PASSAGE TO READ:
Image taken from the L.A. Times (without permission).

Image taken from the L.A. Times (without permission).

65th District Assemblymember Young Kim has introduced a bill that would prohibit a controversial plan to add toll lanes to Interstate 405 without direct approval by voters. The move would prevent the addition of a toll lane to the freeway as part of Measure M2-funded improvements, which already include extra lanes in both directions on one of the most congested highways in the state. Arguing that Caltrans “does not have the legislative authority to own or operate toll lanes anywhere in the state,” and that no mention of tolls appeared in the ballot language for Measure M2, the half cent sales to fund transportation improvements, Ms. Kim introduced AB 1459, to require a two-thirds majority approval by voters before any “toll facility” could be built in Orange County.

EXCERPTED DATA:
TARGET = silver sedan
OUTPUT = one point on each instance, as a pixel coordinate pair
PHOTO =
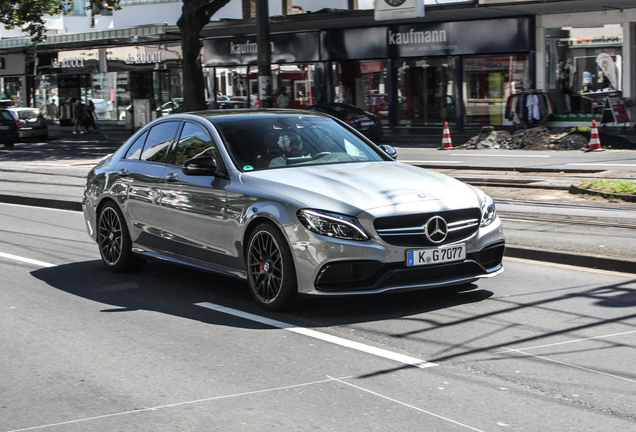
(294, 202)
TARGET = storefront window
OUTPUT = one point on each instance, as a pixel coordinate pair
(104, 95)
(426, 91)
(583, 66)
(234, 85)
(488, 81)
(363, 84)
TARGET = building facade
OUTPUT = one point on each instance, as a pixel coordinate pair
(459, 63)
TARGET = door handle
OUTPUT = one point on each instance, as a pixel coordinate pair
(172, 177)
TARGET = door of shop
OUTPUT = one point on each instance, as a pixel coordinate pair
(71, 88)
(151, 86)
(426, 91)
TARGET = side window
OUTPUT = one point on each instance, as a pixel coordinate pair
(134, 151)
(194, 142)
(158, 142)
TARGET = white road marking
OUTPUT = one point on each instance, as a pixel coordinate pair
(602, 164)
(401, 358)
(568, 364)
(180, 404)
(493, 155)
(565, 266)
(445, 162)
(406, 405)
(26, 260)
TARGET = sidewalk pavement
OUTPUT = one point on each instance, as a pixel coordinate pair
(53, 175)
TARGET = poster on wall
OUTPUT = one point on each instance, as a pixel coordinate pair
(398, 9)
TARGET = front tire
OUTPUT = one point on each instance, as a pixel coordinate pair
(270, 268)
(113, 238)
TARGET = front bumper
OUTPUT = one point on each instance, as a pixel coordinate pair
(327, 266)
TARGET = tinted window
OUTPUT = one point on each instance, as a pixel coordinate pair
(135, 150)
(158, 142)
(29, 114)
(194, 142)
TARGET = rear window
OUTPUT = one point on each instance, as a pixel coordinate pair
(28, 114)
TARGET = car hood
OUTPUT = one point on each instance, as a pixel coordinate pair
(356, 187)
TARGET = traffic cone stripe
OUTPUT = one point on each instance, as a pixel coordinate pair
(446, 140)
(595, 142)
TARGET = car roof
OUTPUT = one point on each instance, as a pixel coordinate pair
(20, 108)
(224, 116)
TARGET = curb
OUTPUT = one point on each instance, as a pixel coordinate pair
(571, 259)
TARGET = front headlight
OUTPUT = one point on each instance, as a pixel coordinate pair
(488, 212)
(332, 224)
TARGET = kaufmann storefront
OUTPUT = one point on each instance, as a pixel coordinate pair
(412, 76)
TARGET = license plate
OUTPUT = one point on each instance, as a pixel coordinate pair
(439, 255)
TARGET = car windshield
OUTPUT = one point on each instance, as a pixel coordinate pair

ASSIGNMENT:
Extend the article on the bill that would bar toll lanes on Interstate 405 without voter approval, picking up after its final sentence.

RESPONSE TO THIS TASK:
The OC Register, who endorsed Young Kim for her seat last year, disagrees with her, contending that by transforming the existing carpool lane into one that still allows carpools but also allows single driver vehicles to use it for a fee, freeway traffic will move faster. The Register even acknowledges that the scheme smacks of double taxation, except that “use of these lanes would be entirely voluntary.”

Like her predecessor, Sharon Quirk-Silva, Young Kim sits on the Assembly Transportation Committee. Sharon Quirk-Silva supporter Vern Nelson over at the Orange Juice blog recently recalled that last year Ms. Quirk-Silva and fellow Democrat Tom Daly both allowed a similar bill penned by Allan Monsoor to “quietly die in committee last year by boldly abstaining (so as not to piss off the dread Teamsters and Building Trades who see toll lanes as a makework slush fund.)”

What’s a Republican to do when a left-wing blog supports her bill but the right-wing county newspaper doesn’t?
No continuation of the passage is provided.